WHAT THE EXERCISE ASKS: Exactly and only the lines from the one containing "tail, one point per instance in this photo." through the close of the entries below are to be set down.

Stored data:
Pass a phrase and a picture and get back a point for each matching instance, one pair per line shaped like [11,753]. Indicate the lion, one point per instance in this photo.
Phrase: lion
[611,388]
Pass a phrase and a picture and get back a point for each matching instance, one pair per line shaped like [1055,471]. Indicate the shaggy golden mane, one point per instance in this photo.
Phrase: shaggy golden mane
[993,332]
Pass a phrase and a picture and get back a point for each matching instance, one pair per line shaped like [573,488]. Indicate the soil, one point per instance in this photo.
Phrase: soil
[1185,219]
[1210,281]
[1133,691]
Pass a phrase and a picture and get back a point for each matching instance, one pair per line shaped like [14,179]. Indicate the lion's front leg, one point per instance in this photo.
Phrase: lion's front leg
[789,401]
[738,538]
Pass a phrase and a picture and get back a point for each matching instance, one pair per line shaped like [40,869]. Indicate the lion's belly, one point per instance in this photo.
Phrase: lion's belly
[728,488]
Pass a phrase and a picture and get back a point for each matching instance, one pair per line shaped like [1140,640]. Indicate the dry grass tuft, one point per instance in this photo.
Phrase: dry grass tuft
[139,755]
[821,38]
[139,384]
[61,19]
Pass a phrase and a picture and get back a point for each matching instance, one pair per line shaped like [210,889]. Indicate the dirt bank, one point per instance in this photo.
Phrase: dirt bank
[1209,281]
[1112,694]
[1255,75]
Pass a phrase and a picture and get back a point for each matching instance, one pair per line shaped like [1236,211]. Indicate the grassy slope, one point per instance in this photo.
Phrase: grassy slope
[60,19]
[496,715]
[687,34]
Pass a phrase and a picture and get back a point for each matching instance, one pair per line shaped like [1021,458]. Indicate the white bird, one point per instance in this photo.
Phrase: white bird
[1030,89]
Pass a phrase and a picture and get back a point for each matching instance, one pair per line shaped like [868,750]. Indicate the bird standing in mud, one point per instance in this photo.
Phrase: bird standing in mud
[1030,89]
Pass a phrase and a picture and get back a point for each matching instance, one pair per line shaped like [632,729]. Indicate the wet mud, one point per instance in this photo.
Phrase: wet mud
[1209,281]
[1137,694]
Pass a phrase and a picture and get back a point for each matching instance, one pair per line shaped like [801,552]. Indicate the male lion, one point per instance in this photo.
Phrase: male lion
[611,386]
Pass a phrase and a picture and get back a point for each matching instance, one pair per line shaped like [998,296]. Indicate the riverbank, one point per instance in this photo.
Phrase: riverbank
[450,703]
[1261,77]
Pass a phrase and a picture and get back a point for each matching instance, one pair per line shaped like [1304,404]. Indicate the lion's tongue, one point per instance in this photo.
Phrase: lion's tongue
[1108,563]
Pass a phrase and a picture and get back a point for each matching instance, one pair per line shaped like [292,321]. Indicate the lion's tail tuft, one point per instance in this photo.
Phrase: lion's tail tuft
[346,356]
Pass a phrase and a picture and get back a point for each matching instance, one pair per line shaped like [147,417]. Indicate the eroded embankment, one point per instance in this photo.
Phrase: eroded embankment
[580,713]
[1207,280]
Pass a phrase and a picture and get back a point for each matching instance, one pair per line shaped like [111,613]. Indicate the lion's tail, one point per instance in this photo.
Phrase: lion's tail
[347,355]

SOLUTION:
Pass a phrase and a picture and get back a point for each matching instance, one pair per line shaped like [111,613]. Indicate the lion's tail, one point per instance in this photo.
Phrase: lion's tail
[347,355]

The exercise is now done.